Apesar da crise financeira que afeta áreas fundamentais, como saúde e segurança, 66 funcionários de sete órgãos do Estado tiveram altos rendimentos em maio.
A remuneração bruta - incluindo indenizações, funções gratificadas (FGs) e vantagens eventuais e pessoais - paga a servidores de uma autarquia e de cinco empresas de economia mista variou de R$ 30,5 mil a R$ 58,5 mil. Os valores são até 139,7% superiores ao recebido pelo governador José Ivo Sartori no mesmo período.
Confira na tabela abaixo nomes e salários dos servidores:
E também estão acima do teto do funcionalismo, que hoje é de R$ 30.471,11. Juristas afirmam que a regra do teto não vale para empresas públicas e sociedades de economia mista, a não ser que recebam verba de União, Estados e municípios para custeio ou pagamento de despesas de pessoal.

_Material_.
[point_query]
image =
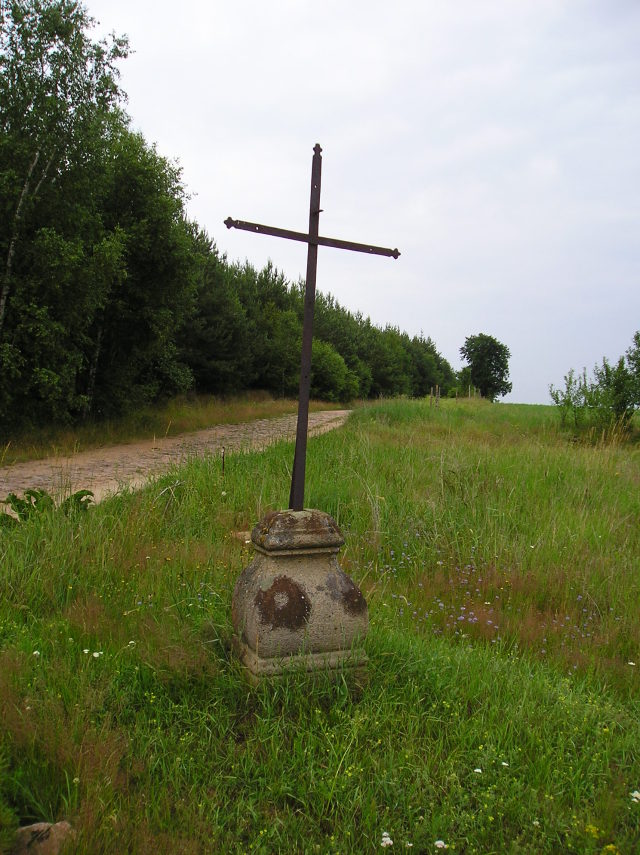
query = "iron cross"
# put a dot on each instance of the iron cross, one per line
(313, 241)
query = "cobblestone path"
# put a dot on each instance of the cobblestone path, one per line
(105, 470)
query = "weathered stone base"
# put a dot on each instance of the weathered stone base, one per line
(333, 662)
(293, 607)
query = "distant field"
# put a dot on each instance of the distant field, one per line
(180, 415)
(501, 714)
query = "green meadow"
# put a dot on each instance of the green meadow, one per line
(501, 709)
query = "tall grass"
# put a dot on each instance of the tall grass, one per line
(501, 710)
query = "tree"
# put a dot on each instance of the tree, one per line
(53, 81)
(489, 361)
(633, 361)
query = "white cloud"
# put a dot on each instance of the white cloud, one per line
(494, 143)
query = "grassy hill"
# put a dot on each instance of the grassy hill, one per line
(501, 713)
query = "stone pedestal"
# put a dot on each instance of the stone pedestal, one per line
(293, 607)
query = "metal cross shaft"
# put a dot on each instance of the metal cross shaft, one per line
(313, 240)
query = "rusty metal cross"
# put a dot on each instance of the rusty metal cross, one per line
(313, 241)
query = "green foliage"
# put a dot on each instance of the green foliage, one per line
(110, 300)
(607, 402)
(153, 741)
(8, 818)
(489, 362)
(35, 502)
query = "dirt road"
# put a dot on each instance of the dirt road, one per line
(105, 470)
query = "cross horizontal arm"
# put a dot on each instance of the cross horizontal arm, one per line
(305, 238)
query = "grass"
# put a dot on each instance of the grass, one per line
(501, 564)
(179, 415)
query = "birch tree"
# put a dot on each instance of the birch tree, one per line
(53, 80)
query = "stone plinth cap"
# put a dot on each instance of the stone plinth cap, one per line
(285, 530)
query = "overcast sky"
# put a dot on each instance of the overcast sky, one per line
(496, 143)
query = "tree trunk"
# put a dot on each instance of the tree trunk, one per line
(4, 293)
(91, 385)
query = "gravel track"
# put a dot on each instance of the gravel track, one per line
(106, 470)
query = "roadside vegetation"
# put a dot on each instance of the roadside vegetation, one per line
(501, 712)
(179, 415)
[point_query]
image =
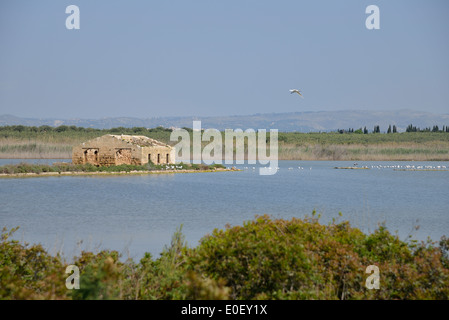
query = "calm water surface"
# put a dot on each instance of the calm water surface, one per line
(137, 214)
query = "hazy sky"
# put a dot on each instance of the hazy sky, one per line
(221, 57)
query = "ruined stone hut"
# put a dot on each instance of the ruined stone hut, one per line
(111, 150)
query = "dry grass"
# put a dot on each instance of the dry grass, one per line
(61, 148)
(404, 151)
(34, 149)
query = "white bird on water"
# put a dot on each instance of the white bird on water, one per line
(296, 91)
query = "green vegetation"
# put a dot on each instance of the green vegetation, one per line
(50, 142)
(68, 167)
(263, 259)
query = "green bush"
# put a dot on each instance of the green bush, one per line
(263, 259)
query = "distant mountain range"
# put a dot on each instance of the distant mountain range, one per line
(294, 121)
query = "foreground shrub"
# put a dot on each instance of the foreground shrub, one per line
(303, 259)
(263, 259)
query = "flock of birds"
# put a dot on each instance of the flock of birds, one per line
(396, 167)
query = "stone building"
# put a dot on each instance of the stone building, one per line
(109, 150)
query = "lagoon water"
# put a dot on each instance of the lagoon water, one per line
(138, 214)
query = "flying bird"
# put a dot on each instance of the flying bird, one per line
(296, 91)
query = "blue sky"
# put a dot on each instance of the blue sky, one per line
(215, 57)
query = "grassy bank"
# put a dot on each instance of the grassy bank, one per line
(263, 259)
(418, 146)
(27, 168)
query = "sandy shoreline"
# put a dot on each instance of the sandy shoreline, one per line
(103, 173)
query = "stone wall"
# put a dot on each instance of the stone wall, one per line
(108, 150)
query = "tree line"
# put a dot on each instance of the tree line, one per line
(394, 129)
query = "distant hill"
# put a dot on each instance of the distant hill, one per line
(294, 121)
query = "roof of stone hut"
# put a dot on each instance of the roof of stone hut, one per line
(140, 140)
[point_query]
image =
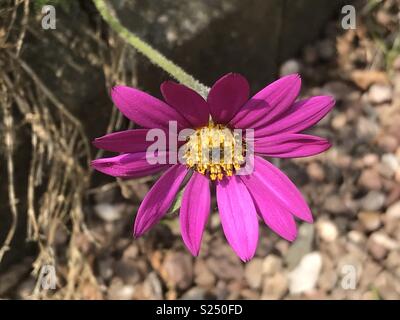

_Descrição da tarefa_.
Escreva a continuação do texto sobre os altos rendimentos de servidores do Estado, começando logo após a última frase apresentada.

_Resposta esperada_.
São enquadrados pela norma prevista no artigo 37 da Constituição "ocupantes de cargos, funções e empregos públicos da administração direta, autárquica e fundacional, dos membros de qualquer dos Poderes da União, dos Estados, do Distrito Federal e dos Municípios, dos detentores de mandato eletivo e dos demais agentes políticos e os proventos, pensões ou outra espécie remuneratória".
Com uma dívida de cerca de R$ 400 milhões, a CEEE tem o maior número de empregados (65% do total do levantamento) com altos salários. Depois, vêm por ordem a Superintendência de Portos e Hidrovias (SPH), Badesul, Corsan e Companhia Estadual de Silos e Armazéns (Cesa), empatadas, e Companhia Riograndense de Mineração (CRM).
No topo da lista de órgãos que podem ser extintos pelo Palácio Piratini, a Cesa - historicamente deficitária e com passivo de quase R$ 500 milhões - tem inativos com rendimentos de até R$ 42,6 mil. Em 2014, teve prejuízo de R$ 25,32 milhões.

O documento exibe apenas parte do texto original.